▶ Metin

"Sanat" oyununun öyküsünü birebir yaşadım bilir misiniz?. Hem daha bu oyunu bilmezken, Cihan Ünal oldum, gerçek hayatta..
Şampiyonlar Ligi elemesi için Bilbao'ya gitmiştik, 90'lı yıllarda.. Bu kenti, uzaklarda unutulmuş bir kasabadan, dünyaca ünlü çağdaş bir turizm kentine çeviren ve "Kentsel Dönüşüm nedir" sorusuna, dünyanın en güzel cevabını veren Paul Gehry mimarisi ile yapılmış Guggenheim müzesine giden iki kişiydik, Ünal'la (Özüak) ben..
Müze'nin "Galeri" bölümünde Robert Rauschenberg adlı sanatçının "Yaşam Boyu" sergisi vardı. Şaşırıp kalmıştım gezerken.. O konuda yazdıklarımdan birinin izini buldum, 18 Aralık 1998 köşemde..

Kayıtlı veri girdileri
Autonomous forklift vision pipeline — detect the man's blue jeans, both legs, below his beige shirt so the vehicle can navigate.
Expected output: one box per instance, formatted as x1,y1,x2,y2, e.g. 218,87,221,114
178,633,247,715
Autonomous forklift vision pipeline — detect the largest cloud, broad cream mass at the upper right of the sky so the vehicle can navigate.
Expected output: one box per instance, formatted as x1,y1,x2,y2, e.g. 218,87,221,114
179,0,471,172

▶ Çözülecek Sorular
A: Bilbao yazısına göre aşağıdaki soruları cevaplayın.
(i) Bilbao'ya hangi maç için gidilmişti?
(ii) Guggenheim müzesi hangi mimarın mimarisiyle yapılmıştı?
(iii) Müzenin "Galeri" bölümünde hangi sanatçının hangi sergisi vardı?
B: Bilbao yazısında Guggenheim müzesinin "Kentsel Dönüşüm nedir" sorusuna dünyanın en güzel cevabını verdiği söyleniyor. Yazının gösterdiği gerekçeyi açıklayın.
C: Bilbao yazısını kaldığı yerden sürdürün.

▶ Maddelere Göre Cevaplar
A:
(i) Şampiyonlar Ligi elemesi için gidilmişti.
(ii) Paul Gehry'nin mimarisiyle yapılmıştı.
(iii) Robert Rauschenberg'in "Yaşam Boyu" sergisi vardı.

B: Yazıya göre bu müze, Bilbao'yu uzaklarda unutulmuş bir kasabadan dünyaca ünlü, çağdaş bir turizm kentine çevirmiştir. Bu yüzden kentsel dönüşümün en güzel örneği sayılmaktadır.

C:
Buyrun "Sanatçının farklılığı" başlıklı o yazı ve bendeniz..
***
Şimdi, Paris'te Louvre Müzesi'nde dünyanın en ünlü tablosu var.. Onu seçtim, herkes tanır diye.. Mona Lisa!..
Bu tablonun benzerini ona bakarak ben, Hıncal Uluç yapsam.. Sonra ikisini yan yana koysak ve 10 yaşında bir ilkokul öğrencisine, "Bunların hangisini ünlü ressam Leonardo da Vinci, hangisini yeteneksizliği yüzünden lise hayatı boyu torpille sınıf geçen Hıncal Uluç yapmıştır?" diye sorsak..
10 yaşındaki, o ilkokul öğrencisi "Tak" diye ayırır mı, ayırmaz mı?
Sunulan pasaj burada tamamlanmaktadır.